PROBLEM TO SOLVE - Where does the word "painting" occur in the data below? Copy each line that holds it.

───── INFORMATION GIVEN

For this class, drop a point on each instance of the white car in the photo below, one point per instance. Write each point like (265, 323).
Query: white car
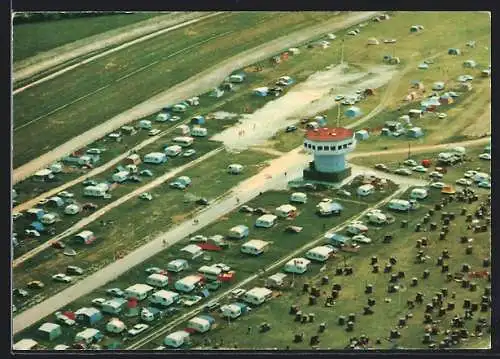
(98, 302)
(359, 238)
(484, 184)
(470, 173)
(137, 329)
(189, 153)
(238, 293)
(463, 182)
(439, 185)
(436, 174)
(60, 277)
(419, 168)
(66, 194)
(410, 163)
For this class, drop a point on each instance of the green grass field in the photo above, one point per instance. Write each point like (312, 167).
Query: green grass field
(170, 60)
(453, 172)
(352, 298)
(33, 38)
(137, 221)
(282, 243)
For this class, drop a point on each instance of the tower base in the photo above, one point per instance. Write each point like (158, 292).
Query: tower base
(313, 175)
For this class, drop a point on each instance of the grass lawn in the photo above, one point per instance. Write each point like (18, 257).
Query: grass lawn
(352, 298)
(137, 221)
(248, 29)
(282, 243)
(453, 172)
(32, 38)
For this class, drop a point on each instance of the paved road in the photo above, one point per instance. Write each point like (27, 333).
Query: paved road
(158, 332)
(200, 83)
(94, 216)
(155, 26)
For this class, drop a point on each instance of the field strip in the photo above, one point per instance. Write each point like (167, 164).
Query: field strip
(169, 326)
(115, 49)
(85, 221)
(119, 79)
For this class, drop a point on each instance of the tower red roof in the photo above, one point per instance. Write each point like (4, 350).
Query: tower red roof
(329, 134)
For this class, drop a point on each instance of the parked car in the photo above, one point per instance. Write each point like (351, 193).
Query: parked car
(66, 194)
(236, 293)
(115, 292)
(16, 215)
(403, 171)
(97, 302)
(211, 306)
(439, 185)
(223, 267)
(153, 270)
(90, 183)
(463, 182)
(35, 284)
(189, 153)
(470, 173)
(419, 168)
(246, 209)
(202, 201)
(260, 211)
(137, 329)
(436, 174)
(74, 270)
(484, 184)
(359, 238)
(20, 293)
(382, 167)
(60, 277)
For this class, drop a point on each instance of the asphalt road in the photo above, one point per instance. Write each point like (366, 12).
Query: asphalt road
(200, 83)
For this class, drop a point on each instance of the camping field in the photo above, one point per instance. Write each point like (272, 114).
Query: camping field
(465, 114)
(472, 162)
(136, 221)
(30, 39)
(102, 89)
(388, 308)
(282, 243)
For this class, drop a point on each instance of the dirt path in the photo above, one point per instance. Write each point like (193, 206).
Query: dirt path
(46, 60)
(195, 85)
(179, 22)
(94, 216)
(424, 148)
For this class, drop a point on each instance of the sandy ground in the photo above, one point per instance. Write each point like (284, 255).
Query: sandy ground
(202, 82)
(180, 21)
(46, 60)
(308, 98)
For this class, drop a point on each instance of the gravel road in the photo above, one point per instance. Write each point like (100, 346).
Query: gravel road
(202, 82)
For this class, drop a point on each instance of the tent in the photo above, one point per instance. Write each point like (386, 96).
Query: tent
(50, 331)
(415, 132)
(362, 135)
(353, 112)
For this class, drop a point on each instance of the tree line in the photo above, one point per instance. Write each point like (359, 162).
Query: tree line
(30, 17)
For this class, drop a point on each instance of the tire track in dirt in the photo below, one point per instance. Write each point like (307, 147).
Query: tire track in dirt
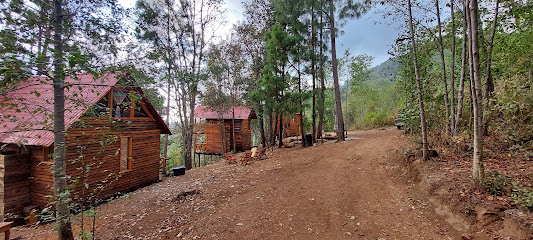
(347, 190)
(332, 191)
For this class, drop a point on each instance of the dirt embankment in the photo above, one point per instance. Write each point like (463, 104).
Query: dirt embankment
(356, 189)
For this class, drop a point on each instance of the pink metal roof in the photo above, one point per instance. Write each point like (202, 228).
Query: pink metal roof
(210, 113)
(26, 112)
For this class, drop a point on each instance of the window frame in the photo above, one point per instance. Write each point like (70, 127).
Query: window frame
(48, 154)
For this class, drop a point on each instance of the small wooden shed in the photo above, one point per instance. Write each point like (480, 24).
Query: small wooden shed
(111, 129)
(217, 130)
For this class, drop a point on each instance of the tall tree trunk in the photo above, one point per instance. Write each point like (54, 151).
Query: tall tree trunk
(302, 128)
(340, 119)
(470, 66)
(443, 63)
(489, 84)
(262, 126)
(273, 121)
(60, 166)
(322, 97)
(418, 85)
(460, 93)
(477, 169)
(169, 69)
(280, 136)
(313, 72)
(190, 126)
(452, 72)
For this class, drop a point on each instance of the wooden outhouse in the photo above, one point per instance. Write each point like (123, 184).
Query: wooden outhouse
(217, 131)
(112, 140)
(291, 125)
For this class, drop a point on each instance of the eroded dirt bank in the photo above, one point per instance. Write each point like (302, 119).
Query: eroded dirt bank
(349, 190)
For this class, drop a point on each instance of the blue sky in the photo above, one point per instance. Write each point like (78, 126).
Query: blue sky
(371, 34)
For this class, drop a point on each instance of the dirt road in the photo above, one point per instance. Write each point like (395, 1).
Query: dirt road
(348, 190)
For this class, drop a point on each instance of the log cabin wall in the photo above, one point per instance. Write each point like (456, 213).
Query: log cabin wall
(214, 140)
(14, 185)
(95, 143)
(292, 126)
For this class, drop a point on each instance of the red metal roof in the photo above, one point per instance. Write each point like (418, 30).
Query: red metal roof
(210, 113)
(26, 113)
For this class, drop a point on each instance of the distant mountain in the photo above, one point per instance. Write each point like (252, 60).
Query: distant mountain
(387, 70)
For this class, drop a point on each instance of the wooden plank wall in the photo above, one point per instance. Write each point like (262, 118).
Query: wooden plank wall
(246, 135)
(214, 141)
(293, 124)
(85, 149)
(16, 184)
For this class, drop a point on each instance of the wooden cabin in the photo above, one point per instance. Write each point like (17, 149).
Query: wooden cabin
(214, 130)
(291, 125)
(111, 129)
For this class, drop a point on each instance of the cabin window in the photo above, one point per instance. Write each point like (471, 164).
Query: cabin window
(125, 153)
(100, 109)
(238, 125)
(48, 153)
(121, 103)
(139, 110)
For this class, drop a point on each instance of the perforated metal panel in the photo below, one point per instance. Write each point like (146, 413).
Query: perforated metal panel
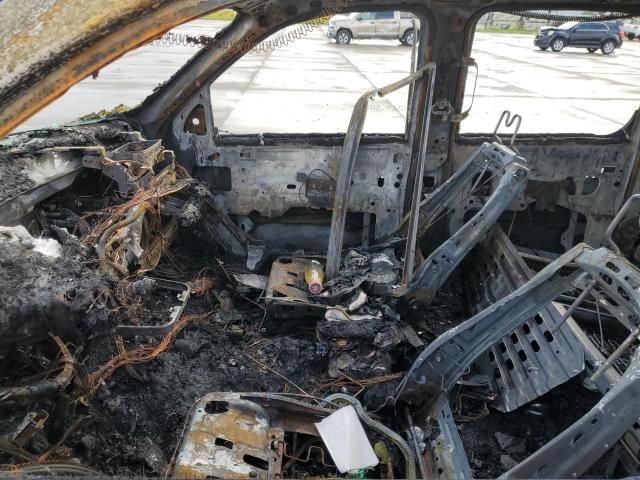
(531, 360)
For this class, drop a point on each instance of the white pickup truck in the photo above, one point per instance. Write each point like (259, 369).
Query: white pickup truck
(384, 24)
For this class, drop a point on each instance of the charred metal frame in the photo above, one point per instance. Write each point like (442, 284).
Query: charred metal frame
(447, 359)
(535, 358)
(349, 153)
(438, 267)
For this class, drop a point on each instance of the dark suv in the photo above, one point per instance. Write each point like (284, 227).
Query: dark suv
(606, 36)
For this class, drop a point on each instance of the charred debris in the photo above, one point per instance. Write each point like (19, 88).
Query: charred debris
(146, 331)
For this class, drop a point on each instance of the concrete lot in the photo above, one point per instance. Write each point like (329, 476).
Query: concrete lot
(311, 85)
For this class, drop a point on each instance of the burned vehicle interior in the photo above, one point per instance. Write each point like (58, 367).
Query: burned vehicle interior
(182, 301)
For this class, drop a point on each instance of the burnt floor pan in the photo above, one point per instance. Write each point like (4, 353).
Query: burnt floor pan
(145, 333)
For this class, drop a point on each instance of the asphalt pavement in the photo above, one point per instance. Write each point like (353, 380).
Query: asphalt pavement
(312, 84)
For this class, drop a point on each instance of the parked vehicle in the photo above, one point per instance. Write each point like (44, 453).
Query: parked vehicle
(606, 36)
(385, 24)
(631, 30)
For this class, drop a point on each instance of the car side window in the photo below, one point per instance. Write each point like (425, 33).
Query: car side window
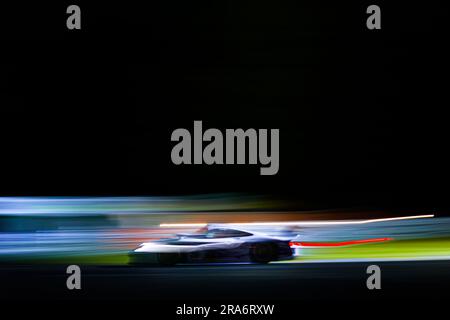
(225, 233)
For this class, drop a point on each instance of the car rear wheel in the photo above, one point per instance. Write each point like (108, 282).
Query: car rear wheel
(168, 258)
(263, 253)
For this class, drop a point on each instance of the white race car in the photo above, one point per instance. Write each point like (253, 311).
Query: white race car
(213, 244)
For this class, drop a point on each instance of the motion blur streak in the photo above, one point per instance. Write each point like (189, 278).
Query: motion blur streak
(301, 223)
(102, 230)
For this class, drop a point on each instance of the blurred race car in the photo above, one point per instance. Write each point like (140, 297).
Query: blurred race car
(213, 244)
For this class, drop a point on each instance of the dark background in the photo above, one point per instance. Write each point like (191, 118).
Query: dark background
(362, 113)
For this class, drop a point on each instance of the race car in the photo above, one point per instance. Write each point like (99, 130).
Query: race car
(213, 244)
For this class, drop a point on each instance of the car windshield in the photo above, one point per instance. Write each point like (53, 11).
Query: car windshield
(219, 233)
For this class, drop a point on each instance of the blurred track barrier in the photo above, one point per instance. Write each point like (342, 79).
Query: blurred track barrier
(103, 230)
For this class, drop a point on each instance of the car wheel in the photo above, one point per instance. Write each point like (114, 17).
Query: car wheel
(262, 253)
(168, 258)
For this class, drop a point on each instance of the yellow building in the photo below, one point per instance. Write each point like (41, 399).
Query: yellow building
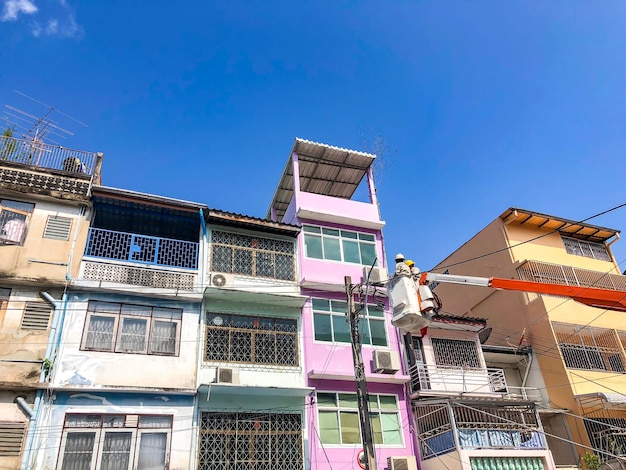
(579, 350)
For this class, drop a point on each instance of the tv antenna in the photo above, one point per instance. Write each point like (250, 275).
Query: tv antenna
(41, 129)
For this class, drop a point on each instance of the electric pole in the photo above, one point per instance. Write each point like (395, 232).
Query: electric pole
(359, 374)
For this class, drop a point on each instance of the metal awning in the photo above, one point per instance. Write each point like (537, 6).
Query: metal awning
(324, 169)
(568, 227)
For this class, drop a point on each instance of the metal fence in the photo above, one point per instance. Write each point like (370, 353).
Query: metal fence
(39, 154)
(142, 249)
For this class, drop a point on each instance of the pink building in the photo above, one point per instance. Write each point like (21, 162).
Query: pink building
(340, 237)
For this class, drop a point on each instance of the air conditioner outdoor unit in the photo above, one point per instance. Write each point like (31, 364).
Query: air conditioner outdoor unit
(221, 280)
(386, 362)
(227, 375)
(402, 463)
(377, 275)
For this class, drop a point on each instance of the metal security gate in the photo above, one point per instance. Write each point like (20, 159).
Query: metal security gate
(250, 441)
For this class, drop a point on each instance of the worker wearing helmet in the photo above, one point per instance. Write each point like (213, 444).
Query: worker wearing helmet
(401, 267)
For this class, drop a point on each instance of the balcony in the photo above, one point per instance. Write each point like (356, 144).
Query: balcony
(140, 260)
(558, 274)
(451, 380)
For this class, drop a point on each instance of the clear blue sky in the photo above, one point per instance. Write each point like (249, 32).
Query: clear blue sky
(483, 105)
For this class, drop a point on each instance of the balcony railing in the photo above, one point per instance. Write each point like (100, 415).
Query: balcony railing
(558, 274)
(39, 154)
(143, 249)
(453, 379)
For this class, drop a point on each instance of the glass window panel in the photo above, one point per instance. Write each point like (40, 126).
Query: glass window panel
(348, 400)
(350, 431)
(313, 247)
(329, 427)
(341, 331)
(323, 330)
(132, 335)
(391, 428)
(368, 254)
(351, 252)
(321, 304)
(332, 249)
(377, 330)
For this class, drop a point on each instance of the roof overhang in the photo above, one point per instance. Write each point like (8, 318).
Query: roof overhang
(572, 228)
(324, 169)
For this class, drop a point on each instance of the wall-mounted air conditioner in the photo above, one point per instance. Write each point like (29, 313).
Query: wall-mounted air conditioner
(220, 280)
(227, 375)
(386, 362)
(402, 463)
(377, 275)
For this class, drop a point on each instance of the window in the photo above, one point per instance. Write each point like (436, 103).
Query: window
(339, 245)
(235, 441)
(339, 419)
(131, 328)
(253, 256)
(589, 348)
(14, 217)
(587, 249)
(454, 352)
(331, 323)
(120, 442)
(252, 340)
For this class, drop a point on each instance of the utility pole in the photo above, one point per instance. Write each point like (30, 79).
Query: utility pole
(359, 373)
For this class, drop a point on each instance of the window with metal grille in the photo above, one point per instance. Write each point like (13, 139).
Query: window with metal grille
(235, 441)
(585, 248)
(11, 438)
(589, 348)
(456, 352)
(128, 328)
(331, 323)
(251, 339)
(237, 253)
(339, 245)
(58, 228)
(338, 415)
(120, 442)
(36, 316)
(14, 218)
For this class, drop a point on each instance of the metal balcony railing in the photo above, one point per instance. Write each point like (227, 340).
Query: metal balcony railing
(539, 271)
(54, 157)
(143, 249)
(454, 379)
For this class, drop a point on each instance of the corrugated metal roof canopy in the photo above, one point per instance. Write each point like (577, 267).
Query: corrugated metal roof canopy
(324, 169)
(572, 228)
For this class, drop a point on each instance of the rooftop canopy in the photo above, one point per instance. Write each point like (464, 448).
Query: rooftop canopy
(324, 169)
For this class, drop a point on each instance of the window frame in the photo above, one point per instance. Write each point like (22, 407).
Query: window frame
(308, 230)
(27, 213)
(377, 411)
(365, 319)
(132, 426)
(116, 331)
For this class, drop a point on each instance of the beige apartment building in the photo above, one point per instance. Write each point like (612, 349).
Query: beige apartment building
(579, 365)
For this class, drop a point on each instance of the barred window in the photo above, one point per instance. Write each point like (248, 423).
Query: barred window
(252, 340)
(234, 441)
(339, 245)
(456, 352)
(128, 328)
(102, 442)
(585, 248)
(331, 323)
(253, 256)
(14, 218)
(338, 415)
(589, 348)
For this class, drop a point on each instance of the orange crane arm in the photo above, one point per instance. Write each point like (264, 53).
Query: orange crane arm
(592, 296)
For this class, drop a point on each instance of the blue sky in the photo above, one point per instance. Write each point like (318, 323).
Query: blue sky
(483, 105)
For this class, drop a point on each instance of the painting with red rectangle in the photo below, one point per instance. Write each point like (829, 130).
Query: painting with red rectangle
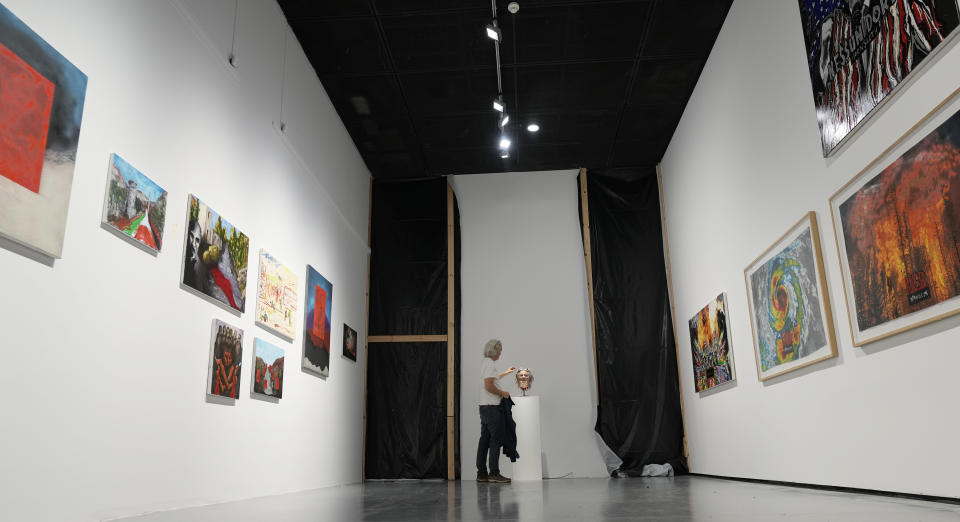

──────────

REPLY TO THE TASK -
For this class, drop a point on each instance of the painting with red rectangle in the photo below, one point per instance. Write each point like (829, 130).
Query: painting with red rectangle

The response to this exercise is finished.